[Directions for this task]:
The lines to be copied run from the one containing "of red glass" to the end of the material below; reproduce them exactly, including both ends, and nothing more.

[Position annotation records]
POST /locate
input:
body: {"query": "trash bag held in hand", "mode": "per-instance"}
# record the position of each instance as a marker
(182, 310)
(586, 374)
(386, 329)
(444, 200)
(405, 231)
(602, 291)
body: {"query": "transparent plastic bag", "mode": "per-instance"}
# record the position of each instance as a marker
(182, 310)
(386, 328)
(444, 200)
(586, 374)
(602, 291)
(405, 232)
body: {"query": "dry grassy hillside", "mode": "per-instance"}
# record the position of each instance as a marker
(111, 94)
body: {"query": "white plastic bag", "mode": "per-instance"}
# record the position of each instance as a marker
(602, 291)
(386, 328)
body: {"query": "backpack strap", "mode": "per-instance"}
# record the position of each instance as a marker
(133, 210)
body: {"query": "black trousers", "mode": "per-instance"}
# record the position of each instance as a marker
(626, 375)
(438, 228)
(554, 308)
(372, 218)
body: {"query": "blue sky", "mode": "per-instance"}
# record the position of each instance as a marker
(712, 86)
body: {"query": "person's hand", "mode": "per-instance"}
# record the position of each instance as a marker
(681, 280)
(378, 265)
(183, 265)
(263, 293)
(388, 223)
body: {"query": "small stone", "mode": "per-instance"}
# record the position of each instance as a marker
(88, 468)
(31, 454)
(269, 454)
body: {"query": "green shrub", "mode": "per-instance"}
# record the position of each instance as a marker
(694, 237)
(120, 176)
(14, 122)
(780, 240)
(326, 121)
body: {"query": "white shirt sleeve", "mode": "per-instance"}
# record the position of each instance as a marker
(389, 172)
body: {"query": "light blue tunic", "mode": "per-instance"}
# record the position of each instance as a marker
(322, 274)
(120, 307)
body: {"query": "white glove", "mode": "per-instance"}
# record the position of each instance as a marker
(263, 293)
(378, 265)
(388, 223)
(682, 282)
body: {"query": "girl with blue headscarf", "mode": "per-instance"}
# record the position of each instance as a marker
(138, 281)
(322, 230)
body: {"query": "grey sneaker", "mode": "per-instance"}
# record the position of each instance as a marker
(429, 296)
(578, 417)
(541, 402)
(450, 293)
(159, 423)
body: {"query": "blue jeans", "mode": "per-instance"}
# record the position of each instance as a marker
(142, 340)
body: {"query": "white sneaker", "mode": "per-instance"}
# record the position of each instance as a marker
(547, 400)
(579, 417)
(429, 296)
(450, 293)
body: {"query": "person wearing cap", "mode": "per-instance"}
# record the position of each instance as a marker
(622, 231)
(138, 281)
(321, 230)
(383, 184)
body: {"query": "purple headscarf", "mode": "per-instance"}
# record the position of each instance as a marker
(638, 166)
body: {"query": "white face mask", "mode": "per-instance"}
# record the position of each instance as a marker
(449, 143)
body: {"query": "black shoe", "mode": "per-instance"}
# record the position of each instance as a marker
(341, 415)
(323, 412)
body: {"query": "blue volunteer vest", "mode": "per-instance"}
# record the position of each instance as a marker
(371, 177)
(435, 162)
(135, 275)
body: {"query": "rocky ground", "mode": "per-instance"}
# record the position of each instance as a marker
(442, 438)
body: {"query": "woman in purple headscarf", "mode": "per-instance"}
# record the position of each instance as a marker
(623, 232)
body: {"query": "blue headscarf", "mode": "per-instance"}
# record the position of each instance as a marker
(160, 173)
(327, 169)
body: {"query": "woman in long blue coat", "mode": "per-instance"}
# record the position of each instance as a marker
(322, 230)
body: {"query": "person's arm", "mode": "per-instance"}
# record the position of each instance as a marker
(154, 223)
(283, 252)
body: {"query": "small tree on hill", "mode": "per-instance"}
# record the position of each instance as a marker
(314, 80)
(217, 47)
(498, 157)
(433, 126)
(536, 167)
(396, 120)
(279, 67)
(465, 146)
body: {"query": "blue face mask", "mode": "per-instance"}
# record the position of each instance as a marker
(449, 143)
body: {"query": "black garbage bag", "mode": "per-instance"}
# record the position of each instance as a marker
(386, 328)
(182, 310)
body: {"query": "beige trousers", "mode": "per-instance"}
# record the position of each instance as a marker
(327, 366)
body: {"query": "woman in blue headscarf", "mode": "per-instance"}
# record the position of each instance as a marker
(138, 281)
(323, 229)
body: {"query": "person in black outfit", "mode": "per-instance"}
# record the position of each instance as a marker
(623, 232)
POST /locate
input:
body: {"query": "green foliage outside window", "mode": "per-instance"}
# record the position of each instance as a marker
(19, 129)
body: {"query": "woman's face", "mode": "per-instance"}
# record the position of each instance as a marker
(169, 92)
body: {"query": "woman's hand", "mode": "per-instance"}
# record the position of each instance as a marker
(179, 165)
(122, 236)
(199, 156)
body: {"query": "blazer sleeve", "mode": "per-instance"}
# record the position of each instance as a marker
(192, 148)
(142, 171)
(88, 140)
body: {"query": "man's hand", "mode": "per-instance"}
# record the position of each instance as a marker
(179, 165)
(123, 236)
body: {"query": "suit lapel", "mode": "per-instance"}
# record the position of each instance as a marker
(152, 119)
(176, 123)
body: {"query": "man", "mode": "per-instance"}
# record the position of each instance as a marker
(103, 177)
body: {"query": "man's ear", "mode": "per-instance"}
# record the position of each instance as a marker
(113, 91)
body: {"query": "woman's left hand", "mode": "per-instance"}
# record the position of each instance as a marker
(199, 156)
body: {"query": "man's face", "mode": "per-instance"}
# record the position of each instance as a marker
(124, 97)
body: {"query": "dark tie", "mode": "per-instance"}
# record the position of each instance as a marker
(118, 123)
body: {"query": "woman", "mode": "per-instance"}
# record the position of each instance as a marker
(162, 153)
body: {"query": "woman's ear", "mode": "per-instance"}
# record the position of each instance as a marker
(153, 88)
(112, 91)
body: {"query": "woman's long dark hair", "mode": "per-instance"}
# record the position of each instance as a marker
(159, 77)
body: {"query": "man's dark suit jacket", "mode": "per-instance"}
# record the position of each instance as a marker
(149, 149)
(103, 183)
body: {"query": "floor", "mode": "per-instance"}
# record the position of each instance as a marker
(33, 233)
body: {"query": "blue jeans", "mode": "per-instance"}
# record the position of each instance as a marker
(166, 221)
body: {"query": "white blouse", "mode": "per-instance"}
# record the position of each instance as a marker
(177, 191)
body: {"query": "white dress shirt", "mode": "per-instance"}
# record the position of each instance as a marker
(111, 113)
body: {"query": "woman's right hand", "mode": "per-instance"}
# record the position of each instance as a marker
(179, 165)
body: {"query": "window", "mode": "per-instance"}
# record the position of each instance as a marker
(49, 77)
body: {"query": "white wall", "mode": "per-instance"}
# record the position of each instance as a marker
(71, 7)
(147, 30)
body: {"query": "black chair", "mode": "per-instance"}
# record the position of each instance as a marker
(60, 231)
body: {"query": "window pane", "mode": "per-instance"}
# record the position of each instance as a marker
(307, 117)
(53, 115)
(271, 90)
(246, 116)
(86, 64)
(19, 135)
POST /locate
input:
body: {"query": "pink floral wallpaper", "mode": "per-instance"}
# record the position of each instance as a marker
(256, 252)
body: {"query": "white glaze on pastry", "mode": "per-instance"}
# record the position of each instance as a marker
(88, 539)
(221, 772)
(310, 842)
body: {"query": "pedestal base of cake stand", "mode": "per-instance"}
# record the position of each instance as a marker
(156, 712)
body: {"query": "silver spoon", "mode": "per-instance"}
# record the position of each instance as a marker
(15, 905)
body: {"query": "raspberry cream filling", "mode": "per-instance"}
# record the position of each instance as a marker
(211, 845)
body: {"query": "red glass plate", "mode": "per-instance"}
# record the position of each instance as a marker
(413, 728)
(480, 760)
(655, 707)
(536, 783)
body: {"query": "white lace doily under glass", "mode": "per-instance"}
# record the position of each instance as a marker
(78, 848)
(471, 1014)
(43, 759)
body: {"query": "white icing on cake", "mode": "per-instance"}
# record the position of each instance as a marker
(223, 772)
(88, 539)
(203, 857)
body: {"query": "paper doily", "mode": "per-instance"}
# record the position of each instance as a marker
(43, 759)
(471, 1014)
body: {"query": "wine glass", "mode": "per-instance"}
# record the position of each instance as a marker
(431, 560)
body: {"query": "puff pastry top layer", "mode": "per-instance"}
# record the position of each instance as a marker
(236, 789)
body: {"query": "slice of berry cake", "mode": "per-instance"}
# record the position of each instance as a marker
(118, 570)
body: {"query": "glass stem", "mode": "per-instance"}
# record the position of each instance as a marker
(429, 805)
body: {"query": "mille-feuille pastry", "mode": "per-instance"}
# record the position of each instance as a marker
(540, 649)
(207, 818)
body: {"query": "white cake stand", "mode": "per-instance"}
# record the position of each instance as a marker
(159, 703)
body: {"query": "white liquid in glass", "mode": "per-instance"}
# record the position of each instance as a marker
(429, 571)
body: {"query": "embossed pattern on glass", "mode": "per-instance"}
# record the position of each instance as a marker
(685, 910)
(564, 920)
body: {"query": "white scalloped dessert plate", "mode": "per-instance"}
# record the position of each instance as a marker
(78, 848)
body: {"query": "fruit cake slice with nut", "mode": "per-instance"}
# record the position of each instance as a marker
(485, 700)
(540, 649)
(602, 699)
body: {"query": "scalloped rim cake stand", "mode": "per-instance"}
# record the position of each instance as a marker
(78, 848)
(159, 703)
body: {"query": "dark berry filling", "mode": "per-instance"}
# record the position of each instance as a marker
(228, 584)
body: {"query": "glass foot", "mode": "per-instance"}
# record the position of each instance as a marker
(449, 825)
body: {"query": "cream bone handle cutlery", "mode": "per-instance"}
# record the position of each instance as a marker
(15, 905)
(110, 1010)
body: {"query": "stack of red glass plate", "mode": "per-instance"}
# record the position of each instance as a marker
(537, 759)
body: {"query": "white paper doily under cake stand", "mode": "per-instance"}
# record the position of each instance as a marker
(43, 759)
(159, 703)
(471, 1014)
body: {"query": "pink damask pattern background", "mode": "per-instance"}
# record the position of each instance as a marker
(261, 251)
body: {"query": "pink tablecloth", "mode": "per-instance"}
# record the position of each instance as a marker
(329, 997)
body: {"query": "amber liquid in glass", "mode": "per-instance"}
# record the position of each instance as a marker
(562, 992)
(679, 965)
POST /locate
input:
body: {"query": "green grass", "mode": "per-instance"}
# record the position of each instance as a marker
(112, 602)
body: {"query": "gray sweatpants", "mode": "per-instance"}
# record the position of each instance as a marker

[Written solution]:
body: {"query": "stack of red glass plate", "mode": "per-instance"}
# record the position of each instance as a marker
(537, 759)
body: {"query": "white paper doily under cake stand", "mode": "per-instance"}
# record the position of each instance as a marker
(43, 759)
(159, 703)
(471, 1014)
body: {"query": "pink damask pattern background", "mode": "per-instance"}
# record the position of each instance as a marker
(261, 251)
body: {"query": "pink tablecloth", "mode": "per-instance"}
# record the position of each instance as a marker
(329, 997)
body: {"query": "amber liquid in glass", "mode": "per-instance"}
# record the position of each instance as a marker
(562, 992)
(679, 965)
POST /locate
input:
body: {"query": "green grass", "mode": "per-instance"}
# record the position of each instance as a marker
(112, 602)
body: {"query": "gray sweatpants", "mode": "per-instance"}
# record the position of each instance as a marker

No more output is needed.